**What to work on:** Working down the material below, reproduce exactly every line from the one containing "Could you point out the blossom" to the last line, and only those.

**Stored data:**
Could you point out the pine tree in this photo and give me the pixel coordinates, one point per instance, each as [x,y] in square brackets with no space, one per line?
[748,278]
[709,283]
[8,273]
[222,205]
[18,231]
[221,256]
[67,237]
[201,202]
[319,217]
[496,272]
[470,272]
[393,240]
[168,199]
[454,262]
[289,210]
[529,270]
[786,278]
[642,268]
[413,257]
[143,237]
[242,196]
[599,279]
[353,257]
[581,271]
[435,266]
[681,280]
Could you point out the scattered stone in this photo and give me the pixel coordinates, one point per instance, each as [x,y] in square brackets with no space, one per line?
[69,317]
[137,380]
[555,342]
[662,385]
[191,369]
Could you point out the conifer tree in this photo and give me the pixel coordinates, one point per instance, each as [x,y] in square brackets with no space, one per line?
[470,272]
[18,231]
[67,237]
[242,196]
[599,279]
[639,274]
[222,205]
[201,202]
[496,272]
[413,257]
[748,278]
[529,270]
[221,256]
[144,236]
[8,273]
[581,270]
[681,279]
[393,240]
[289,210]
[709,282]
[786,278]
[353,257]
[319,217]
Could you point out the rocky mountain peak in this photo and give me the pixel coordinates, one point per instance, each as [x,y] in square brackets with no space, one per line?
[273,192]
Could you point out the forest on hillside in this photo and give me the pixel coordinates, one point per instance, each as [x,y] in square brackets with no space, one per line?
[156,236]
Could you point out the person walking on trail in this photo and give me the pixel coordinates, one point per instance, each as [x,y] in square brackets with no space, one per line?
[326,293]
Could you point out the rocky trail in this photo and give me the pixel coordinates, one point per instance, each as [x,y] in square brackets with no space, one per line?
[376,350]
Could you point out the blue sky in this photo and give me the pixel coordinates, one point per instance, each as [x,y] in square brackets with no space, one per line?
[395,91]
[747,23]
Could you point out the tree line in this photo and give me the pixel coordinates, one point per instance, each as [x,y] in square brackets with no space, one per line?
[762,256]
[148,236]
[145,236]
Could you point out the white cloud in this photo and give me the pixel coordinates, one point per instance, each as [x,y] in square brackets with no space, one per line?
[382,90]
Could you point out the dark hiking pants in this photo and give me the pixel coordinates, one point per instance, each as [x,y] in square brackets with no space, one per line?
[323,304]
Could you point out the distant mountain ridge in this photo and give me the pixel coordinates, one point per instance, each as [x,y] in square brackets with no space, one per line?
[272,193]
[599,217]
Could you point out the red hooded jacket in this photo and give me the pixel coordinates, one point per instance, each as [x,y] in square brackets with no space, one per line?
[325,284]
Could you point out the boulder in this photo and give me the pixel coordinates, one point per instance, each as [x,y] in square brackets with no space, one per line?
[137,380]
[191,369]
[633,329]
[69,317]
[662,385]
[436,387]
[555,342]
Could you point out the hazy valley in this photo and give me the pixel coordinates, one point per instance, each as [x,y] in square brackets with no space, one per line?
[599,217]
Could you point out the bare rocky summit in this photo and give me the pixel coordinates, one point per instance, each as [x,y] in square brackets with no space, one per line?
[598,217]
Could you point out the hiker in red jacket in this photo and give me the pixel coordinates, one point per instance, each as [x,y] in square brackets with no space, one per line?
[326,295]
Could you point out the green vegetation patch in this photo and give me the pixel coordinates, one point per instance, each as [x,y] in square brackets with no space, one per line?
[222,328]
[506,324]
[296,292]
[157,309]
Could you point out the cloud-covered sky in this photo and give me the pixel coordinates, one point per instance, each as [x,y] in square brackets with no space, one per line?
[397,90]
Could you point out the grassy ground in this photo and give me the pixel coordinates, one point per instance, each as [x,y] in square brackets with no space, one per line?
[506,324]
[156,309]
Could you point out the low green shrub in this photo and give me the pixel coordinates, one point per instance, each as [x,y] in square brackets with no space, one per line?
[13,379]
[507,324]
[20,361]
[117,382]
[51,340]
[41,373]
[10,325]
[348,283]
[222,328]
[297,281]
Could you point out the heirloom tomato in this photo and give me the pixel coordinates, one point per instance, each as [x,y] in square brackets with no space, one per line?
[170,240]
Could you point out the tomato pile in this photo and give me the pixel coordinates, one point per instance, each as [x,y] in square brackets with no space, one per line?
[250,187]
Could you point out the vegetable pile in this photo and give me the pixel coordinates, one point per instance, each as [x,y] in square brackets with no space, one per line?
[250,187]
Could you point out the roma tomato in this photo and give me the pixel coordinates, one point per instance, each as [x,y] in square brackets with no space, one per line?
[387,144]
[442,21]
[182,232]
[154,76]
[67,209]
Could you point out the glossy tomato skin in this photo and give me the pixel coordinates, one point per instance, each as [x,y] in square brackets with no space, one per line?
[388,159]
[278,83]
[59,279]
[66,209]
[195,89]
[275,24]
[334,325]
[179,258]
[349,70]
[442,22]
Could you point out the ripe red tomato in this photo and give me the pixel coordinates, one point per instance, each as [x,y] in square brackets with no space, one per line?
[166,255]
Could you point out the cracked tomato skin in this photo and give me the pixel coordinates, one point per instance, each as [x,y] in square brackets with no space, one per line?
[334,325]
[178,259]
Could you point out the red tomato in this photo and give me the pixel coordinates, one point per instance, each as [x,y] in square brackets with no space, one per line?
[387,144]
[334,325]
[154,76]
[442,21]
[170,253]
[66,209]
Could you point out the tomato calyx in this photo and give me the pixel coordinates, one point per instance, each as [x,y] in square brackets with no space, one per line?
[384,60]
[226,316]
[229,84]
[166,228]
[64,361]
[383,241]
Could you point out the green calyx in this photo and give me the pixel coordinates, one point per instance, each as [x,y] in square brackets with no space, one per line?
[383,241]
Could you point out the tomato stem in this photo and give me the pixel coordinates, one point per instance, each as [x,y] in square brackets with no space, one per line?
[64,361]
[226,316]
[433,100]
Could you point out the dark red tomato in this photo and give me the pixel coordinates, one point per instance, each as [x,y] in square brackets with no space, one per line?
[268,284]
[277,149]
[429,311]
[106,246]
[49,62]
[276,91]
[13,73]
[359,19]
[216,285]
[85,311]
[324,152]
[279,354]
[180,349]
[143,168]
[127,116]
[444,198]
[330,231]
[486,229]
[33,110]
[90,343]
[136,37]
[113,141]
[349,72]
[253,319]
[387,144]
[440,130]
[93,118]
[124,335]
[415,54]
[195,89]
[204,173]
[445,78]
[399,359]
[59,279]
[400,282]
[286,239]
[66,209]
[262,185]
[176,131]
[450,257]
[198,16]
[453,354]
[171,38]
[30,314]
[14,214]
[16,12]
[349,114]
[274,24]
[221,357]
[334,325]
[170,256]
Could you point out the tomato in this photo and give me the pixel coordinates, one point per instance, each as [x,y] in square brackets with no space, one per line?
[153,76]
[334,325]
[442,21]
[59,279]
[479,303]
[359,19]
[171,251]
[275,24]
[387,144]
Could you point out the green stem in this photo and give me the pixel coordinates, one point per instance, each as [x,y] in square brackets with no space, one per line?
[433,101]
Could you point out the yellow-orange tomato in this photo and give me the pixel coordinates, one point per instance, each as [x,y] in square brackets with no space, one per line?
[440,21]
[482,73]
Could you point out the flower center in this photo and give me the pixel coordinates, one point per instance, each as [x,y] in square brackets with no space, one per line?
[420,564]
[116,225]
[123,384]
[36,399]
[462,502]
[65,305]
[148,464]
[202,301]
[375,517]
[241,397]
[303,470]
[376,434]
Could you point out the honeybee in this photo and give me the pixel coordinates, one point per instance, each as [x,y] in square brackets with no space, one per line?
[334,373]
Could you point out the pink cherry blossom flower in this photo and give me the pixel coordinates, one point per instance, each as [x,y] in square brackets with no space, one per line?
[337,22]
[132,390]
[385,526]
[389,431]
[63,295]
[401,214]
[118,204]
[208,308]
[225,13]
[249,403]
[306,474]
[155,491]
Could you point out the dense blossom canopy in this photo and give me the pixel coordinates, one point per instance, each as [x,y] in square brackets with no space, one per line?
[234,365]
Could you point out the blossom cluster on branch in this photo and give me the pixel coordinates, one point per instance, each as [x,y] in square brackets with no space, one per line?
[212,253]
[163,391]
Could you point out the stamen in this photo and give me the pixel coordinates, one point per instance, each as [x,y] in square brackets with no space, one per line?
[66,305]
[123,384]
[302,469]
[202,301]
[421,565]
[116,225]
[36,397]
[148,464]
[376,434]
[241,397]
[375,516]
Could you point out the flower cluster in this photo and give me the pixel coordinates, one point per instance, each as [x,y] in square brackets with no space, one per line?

**Result:**
Could you point out the blossom cluster on branch in this photo and give me the pixel coordinates, one point per instance, each as [x,y] in square brackets with no space, one per line?
[212,253]
[163,391]
Could you point out the stamen in this photo and give me the pixel coordinates, one point per instance, each as [x,y] in square brackets with no space, one per line?
[66,305]
[123,384]
[302,469]
[202,301]
[421,565]
[116,225]
[36,397]
[148,464]
[376,434]
[241,397]
[375,516]
Could you point out the flower cluster in this photo and give me the pixel coordinates, one point per instance, each as [x,y] in square brackets with no space, one per line?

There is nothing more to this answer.